-- Start of RECORD SET --
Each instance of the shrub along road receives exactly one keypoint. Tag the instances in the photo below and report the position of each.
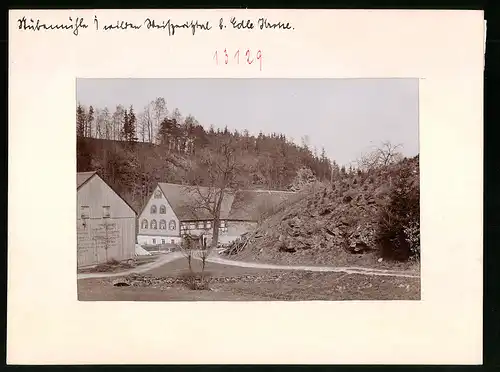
(219, 260)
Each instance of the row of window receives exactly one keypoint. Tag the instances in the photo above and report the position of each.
(163, 209)
(145, 224)
(163, 241)
(85, 211)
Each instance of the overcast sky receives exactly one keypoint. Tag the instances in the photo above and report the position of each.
(345, 116)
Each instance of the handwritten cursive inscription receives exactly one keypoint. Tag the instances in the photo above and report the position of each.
(32, 25)
(171, 27)
(151, 24)
(248, 57)
(264, 23)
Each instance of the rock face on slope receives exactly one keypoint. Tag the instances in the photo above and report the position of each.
(327, 224)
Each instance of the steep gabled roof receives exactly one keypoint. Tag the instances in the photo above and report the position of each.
(244, 205)
(83, 177)
(187, 201)
(249, 205)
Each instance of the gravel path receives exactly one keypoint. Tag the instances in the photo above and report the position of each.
(348, 270)
(219, 260)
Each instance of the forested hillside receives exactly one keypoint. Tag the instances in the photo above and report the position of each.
(134, 150)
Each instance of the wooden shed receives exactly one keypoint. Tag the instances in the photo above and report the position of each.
(106, 223)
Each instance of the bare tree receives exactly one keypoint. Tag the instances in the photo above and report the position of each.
(146, 130)
(187, 249)
(159, 113)
(205, 252)
(384, 155)
(117, 120)
(217, 173)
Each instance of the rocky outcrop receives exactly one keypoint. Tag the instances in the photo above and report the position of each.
(330, 221)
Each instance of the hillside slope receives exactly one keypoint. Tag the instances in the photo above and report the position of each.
(329, 224)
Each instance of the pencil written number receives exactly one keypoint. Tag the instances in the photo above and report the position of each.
(238, 57)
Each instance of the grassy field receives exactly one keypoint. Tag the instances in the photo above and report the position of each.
(232, 283)
(113, 267)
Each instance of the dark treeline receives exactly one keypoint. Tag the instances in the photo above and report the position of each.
(133, 150)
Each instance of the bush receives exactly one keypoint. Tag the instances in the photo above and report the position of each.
(195, 281)
(398, 231)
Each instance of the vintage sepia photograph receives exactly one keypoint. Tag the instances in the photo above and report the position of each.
(247, 189)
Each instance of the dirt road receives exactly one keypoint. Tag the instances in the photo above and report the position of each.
(215, 258)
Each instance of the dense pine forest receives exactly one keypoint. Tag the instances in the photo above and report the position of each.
(132, 150)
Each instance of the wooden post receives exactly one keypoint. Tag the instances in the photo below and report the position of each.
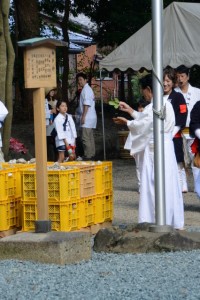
(40, 72)
(41, 153)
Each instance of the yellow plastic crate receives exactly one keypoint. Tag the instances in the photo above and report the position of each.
(103, 208)
(87, 177)
(87, 211)
(8, 184)
(62, 185)
(64, 216)
(103, 177)
(17, 167)
(9, 214)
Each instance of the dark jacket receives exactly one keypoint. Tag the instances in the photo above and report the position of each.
(180, 110)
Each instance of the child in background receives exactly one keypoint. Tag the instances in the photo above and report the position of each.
(66, 132)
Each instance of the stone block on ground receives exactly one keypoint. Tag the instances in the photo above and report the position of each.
(52, 247)
(135, 240)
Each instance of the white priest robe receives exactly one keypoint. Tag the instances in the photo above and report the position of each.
(141, 136)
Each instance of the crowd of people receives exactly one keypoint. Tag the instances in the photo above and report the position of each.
(181, 137)
(63, 129)
(182, 112)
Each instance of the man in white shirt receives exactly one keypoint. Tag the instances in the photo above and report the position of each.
(191, 95)
(87, 116)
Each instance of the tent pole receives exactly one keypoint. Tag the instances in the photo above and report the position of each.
(158, 123)
(102, 115)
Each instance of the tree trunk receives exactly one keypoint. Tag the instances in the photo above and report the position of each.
(65, 26)
(28, 26)
(9, 59)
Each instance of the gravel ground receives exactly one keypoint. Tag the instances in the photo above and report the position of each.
(160, 276)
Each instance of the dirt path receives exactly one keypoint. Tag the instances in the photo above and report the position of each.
(126, 196)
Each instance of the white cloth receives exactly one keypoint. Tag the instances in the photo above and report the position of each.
(173, 193)
(141, 129)
(142, 138)
(47, 112)
(87, 98)
(3, 114)
(70, 133)
(197, 185)
(197, 133)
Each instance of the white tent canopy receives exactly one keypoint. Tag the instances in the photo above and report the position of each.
(181, 41)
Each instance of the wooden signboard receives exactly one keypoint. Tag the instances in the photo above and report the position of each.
(40, 67)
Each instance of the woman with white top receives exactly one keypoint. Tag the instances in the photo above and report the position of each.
(66, 132)
(141, 129)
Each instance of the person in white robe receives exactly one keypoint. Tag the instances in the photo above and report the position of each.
(141, 129)
(3, 114)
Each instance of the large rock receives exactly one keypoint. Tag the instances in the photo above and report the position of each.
(138, 239)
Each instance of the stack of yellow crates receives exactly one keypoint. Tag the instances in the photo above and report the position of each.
(79, 195)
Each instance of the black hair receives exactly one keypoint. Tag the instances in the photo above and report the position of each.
(142, 102)
(81, 74)
(183, 69)
(170, 73)
(59, 102)
(146, 81)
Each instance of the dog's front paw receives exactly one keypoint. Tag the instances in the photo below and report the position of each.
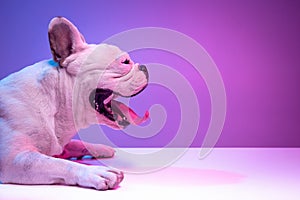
(100, 178)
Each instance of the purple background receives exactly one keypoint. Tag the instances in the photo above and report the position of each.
(255, 45)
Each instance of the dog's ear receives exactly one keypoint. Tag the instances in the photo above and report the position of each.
(64, 39)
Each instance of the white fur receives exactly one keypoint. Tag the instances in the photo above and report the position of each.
(43, 106)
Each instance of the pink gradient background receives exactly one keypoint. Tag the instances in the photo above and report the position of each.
(255, 45)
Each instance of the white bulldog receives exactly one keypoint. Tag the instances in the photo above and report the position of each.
(44, 105)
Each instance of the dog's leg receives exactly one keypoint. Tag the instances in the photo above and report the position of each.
(77, 148)
(31, 167)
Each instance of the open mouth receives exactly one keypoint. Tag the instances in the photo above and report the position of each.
(103, 100)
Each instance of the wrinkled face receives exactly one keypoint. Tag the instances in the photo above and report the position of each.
(108, 73)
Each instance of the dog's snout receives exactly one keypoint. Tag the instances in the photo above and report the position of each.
(143, 68)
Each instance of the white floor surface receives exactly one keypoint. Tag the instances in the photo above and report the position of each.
(226, 173)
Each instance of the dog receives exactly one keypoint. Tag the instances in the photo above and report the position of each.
(44, 105)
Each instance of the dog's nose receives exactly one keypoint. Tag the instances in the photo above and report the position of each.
(143, 68)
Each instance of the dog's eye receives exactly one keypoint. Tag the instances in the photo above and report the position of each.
(126, 62)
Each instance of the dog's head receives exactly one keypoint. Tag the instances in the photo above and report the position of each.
(100, 74)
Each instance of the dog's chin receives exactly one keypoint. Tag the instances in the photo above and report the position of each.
(118, 114)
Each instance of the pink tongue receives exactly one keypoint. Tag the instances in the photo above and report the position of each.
(131, 116)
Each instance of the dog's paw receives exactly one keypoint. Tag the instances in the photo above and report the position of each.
(100, 178)
(100, 151)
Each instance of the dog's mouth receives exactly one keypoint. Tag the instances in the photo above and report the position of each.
(103, 101)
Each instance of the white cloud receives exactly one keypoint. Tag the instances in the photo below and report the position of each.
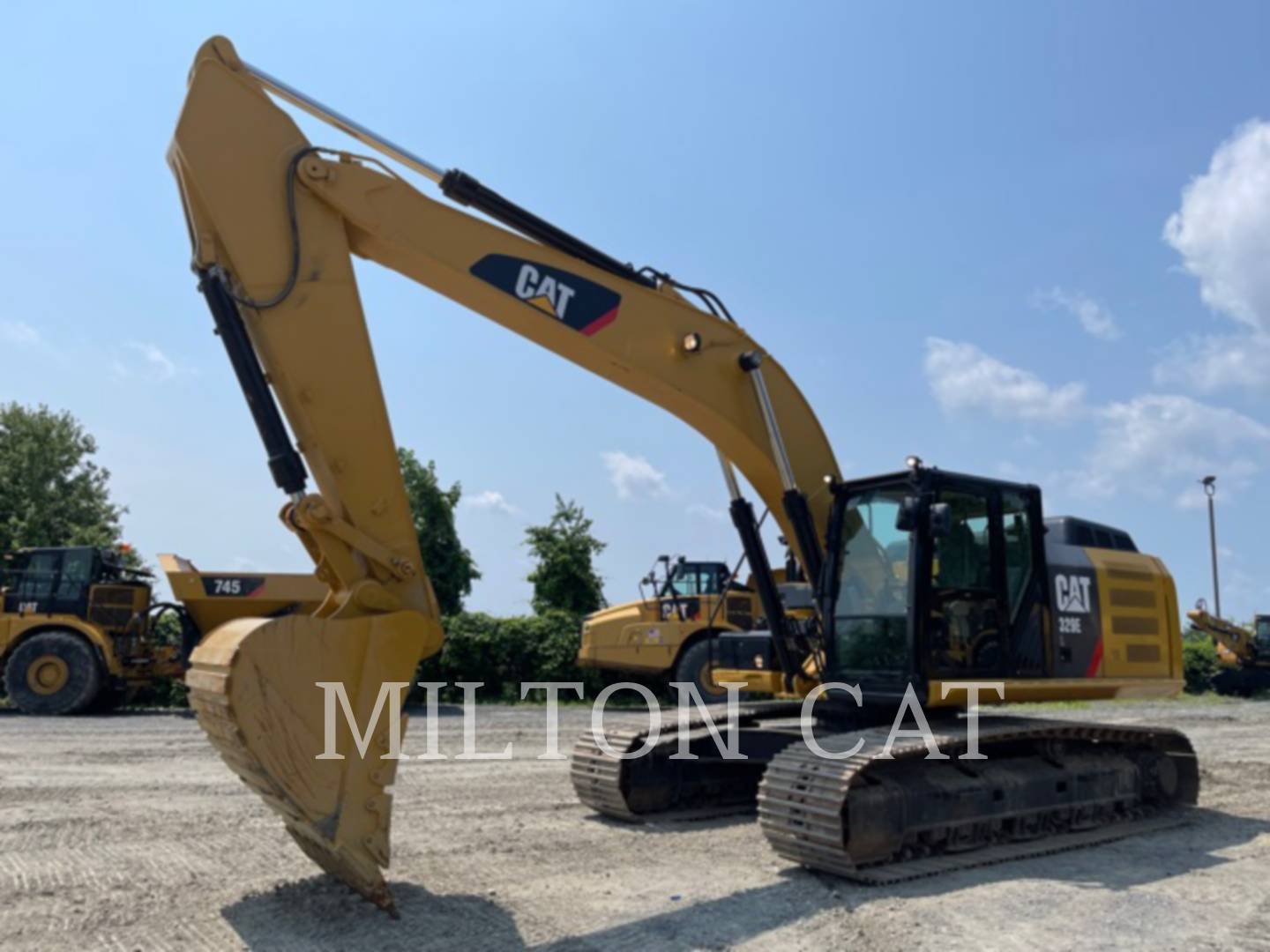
(19, 333)
(1212, 362)
(1140, 444)
(1222, 230)
(1169, 437)
(706, 512)
(1222, 233)
(490, 499)
(634, 476)
(1095, 317)
(963, 377)
(156, 360)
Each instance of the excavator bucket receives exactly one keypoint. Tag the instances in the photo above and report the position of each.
(257, 687)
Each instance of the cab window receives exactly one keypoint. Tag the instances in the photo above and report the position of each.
(77, 574)
(34, 580)
(871, 609)
(963, 557)
(1019, 547)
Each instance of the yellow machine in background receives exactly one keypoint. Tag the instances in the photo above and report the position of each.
(923, 580)
(672, 631)
(1244, 654)
(78, 628)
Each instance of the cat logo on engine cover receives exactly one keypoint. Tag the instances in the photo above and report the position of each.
(574, 301)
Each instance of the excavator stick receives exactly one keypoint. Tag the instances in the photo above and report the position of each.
(256, 687)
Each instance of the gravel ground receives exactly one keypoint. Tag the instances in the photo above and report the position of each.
(127, 831)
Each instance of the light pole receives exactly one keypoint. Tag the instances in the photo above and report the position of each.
(1209, 484)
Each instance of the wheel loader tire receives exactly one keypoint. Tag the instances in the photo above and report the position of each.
(54, 673)
(695, 666)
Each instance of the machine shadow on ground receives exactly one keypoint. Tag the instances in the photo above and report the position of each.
(320, 913)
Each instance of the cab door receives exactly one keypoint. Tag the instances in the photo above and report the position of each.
(967, 609)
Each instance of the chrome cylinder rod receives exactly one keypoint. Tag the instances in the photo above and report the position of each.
(346, 124)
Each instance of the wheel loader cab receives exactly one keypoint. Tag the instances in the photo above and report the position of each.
(60, 580)
(932, 576)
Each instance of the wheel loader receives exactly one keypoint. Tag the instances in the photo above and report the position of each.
(79, 626)
(925, 583)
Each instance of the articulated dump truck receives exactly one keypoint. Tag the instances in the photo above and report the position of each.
(80, 629)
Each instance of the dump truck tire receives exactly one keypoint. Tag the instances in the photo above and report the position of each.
(695, 666)
(54, 673)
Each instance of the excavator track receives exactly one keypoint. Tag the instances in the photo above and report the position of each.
(655, 787)
(1045, 786)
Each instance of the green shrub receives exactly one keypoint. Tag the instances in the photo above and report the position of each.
(1199, 664)
(502, 652)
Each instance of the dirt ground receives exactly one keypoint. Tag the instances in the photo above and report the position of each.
(127, 833)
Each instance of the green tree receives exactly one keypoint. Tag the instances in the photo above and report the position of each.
(450, 566)
(51, 492)
(565, 579)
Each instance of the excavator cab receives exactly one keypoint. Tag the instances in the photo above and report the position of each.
(1261, 635)
(932, 576)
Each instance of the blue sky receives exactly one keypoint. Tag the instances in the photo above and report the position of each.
(1016, 239)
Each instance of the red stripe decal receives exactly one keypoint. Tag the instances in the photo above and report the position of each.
(1096, 661)
(601, 323)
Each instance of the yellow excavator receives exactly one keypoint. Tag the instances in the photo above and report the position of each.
(1244, 654)
(925, 580)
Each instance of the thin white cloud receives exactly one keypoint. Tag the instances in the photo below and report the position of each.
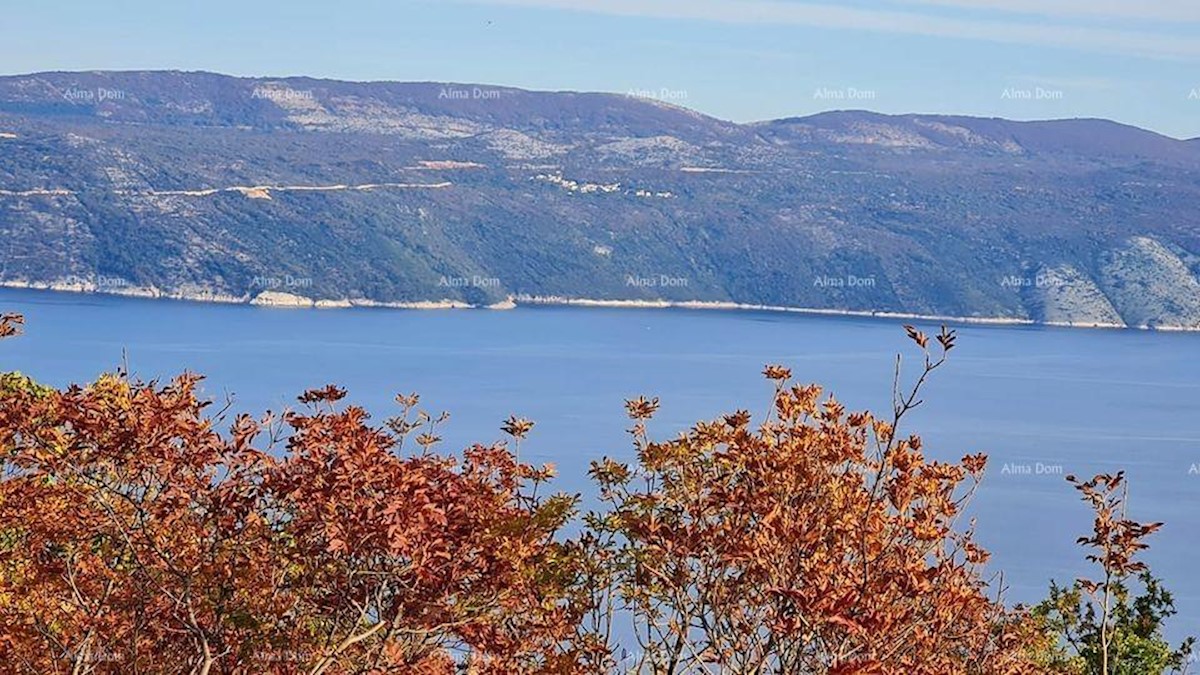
-- End of RECORD SET --
**WRITTEN TASK:**
Write out again the lines from the one with "Each instance of the blue" through the end of the records exactly, without any of the pictures.

**ANSWER TO THE PROBLEM:**
Each instance of the blue sky receives exactly one keypoint. Tag the instances in the photo above and report the position of each.
(1016, 239)
Each instance of the red stripe decal receives exactly one keypoint. Tag the instances in the photo above and report the position of each.
(1096, 661)
(601, 323)
Each instance of the yellow excavator receives exactly one keypoint. Tag the instances in the photo above and report the position of each.
(1244, 654)
(925, 580)
Each instance of the thin white cloud receives exactly one keypoint. Tag the instances in the photo below and report the position of each.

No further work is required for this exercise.